[START OF AVAILABLE DATA]
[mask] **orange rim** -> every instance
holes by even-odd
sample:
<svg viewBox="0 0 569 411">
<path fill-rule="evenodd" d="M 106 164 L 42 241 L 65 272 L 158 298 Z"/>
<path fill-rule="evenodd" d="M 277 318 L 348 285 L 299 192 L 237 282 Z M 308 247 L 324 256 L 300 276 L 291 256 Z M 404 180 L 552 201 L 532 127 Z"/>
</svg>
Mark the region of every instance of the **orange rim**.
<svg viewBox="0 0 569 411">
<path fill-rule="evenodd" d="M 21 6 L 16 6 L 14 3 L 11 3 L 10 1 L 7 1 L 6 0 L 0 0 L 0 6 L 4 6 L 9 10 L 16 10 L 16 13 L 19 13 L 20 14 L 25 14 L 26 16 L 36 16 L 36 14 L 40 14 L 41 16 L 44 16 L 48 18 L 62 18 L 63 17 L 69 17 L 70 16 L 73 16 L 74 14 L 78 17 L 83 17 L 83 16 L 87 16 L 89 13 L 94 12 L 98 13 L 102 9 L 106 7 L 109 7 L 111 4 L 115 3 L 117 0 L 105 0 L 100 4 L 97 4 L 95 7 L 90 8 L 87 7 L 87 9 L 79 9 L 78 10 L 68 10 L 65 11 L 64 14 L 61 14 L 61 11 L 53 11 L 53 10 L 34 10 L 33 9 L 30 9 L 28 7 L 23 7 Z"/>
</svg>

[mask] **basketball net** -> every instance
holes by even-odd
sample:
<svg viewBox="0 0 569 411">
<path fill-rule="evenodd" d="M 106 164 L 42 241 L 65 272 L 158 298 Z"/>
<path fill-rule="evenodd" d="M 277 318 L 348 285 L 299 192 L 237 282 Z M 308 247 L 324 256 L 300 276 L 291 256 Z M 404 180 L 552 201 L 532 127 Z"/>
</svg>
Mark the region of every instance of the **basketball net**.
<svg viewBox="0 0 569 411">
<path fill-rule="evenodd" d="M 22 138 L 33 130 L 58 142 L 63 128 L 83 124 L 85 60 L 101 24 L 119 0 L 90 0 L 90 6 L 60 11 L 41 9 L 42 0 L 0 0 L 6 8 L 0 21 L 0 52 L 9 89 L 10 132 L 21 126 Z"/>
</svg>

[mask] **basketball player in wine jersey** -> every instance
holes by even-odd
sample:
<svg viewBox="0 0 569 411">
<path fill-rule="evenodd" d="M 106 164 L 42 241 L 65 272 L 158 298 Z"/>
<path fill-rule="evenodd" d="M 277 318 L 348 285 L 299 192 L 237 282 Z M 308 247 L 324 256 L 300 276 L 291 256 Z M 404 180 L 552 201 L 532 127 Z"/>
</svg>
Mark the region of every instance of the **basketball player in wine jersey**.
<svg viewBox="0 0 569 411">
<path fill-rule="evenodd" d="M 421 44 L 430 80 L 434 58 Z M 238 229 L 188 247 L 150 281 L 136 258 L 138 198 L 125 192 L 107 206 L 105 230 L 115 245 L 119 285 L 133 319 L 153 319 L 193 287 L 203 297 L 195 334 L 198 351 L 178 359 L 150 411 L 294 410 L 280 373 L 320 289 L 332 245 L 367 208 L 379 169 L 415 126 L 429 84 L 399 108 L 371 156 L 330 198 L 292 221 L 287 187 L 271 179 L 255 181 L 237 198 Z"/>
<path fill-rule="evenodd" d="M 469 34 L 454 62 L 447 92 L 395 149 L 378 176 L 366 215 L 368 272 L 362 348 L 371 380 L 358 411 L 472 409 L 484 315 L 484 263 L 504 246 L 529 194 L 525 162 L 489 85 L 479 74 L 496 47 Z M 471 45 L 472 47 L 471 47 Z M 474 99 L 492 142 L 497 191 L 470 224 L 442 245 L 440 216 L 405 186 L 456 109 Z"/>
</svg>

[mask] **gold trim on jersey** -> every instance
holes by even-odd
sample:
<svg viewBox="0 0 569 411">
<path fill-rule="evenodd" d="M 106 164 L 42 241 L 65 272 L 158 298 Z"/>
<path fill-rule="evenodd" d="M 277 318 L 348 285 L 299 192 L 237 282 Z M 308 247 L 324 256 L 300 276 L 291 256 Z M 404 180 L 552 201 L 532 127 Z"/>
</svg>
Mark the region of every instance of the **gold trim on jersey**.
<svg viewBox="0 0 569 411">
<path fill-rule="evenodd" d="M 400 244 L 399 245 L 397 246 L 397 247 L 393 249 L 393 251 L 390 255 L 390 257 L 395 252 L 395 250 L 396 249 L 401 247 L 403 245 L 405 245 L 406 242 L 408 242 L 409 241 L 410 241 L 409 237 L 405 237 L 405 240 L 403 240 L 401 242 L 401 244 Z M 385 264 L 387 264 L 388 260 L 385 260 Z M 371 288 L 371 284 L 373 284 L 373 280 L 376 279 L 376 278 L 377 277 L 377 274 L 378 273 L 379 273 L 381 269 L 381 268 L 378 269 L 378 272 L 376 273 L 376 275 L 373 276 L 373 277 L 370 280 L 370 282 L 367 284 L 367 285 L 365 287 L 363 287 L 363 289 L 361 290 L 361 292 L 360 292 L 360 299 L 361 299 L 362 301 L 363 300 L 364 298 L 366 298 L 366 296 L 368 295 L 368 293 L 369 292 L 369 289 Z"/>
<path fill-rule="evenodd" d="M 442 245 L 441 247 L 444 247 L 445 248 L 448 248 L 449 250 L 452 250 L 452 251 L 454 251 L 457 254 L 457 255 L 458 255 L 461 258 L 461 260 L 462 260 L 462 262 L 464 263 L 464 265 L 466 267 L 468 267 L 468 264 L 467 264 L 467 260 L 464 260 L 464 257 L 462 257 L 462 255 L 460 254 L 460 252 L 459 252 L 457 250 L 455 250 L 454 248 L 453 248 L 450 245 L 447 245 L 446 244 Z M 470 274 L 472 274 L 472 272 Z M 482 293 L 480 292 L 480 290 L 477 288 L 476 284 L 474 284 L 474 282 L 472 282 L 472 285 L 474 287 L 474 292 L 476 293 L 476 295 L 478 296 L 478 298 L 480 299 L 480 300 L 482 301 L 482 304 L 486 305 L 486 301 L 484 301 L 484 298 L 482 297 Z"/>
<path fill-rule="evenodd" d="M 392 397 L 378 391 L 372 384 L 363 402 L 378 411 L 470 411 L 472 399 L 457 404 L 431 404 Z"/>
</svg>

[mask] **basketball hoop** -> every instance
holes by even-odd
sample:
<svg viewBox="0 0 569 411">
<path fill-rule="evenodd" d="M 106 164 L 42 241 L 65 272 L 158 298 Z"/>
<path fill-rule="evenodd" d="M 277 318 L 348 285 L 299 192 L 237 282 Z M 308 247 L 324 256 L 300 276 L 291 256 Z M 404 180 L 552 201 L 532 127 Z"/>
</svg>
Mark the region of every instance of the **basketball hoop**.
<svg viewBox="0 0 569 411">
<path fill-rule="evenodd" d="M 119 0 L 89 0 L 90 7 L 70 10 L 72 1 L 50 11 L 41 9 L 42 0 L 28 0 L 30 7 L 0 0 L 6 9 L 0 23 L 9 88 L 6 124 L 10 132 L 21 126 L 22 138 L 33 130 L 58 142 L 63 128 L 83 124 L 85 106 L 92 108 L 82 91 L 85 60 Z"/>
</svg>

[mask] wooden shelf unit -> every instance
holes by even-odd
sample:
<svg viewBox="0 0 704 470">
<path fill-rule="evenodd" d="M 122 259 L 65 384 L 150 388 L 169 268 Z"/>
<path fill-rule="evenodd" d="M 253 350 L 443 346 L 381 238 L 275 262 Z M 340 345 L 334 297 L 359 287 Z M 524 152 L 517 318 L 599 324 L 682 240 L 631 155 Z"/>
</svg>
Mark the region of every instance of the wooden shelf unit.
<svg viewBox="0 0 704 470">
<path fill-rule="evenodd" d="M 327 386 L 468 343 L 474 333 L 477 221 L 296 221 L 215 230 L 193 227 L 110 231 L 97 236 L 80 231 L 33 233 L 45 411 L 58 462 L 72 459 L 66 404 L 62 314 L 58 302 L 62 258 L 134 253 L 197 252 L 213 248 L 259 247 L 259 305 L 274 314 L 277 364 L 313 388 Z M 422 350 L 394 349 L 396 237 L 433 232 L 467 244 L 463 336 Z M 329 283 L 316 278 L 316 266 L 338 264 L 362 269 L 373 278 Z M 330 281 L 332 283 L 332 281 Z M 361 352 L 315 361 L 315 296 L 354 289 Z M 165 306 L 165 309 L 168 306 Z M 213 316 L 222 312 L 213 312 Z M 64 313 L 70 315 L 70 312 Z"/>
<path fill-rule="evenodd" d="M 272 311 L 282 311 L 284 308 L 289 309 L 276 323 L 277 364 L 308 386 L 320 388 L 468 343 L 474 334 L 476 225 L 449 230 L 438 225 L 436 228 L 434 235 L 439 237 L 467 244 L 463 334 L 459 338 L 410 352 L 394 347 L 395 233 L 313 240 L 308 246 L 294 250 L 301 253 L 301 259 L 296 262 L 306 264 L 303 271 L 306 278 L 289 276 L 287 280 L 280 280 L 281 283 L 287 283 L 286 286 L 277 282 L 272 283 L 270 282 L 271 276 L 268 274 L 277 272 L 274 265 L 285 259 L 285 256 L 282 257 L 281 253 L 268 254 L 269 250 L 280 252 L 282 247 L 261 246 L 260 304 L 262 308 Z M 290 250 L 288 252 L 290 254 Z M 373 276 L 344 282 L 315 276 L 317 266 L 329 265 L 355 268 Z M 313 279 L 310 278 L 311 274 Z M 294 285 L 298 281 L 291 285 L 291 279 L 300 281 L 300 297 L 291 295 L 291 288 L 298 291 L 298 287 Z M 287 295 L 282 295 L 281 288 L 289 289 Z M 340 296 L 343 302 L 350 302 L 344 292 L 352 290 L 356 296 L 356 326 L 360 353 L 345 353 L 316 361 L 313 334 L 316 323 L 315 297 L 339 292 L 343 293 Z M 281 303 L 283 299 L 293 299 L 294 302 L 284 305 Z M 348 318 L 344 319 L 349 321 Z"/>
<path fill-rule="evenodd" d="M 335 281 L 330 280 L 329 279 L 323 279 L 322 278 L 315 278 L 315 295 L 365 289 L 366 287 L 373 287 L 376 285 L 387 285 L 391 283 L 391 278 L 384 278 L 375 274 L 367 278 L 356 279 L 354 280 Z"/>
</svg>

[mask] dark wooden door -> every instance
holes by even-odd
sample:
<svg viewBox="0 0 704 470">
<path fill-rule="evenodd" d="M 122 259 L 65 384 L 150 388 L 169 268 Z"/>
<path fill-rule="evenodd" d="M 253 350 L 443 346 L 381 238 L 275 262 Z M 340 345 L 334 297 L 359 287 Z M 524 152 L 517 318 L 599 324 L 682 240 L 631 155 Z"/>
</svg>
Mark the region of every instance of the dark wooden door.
[END OF AVAILABLE DATA]
Please write out the data unchanged, from the line containing "[mask] dark wooden door -> every instance" through the end of the data.

* _FINAL ANSWER_
[mask] dark wooden door -> every instance
holes by even-odd
sample:
<svg viewBox="0 0 704 470">
<path fill-rule="evenodd" d="M 122 259 L 65 384 L 150 388 L 169 268 Z"/>
<path fill-rule="evenodd" d="M 253 350 L 443 346 L 381 238 L 275 262 Z M 340 345 L 334 297 L 359 287 Z M 524 152 L 517 318 L 599 324 L 682 240 L 631 155 Z"/>
</svg>
Mark the region of every instance of the dark wooden door.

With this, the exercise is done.